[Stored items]
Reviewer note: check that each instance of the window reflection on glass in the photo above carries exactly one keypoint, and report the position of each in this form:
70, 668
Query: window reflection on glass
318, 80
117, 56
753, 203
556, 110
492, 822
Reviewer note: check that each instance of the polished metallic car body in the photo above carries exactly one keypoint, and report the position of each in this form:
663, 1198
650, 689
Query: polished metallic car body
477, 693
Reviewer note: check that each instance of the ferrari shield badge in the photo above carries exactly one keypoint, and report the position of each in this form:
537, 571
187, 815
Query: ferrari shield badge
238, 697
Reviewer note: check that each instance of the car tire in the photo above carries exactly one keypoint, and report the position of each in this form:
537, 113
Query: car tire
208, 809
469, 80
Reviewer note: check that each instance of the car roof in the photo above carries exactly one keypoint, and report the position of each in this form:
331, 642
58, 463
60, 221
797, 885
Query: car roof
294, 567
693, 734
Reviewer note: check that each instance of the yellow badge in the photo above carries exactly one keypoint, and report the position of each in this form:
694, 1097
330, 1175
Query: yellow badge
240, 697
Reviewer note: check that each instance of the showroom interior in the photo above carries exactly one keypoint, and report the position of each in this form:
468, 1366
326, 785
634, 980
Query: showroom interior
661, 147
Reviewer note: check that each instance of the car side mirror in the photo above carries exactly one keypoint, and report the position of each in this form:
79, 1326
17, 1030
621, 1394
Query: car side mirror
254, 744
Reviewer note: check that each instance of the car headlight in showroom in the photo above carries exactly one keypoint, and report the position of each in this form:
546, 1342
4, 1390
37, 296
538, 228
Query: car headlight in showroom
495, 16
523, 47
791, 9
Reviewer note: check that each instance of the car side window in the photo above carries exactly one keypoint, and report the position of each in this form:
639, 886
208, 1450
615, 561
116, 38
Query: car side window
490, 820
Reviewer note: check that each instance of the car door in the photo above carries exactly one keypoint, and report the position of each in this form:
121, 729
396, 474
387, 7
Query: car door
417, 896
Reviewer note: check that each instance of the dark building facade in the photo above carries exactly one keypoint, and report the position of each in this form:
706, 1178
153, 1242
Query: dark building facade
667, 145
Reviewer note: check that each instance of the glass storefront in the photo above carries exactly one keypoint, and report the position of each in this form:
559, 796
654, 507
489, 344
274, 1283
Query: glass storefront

WHAT IS BEING ASKED » Rewrite the items from the line containing "Reviewer note: check that each instance of the car headlight" through the last line of the items, both ends included, keeping every request and adding 3 to each keypoint coordinate in the answers. Leave the numbers in the requests and their format samples as they are.

RESULT FOR THIS EXERCISE »
Reviewer note: check that each instance of the car headlight in showroom in the photo above carries exactly one keypoint, and report the position of each in this form:
546, 1342
4, 1390
37, 296
538, 228
Query: car headlight in showroom
498, 19
526, 50
794, 12
Reviewer note: check that each instance of the car side window in the photo above carries exactly one keypoint, and report the position of each in this form:
639, 886
208, 1450
615, 561
116, 38
Query: car side window
493, 823
Reviewer note: check that each instance of the car door in the photo above carries exactly one keypoint, and report the position of each in this form:
121, 729
396, 474
387, 7
Query: car door
420, 899
Reviewer note: check that each instance of the dark building facade in the photo above carries exactly one keypoint, and report the position of each in this form:
706, 1178
153, 1242
Query: dark building facade
670, 148
Reviewer note: check that each instance of the glass storefront in the photo above carries exactly one keypoint, and report the position of each in this form:
559, 796
654, 507
489, 344
274, 1283
Query: glass storefront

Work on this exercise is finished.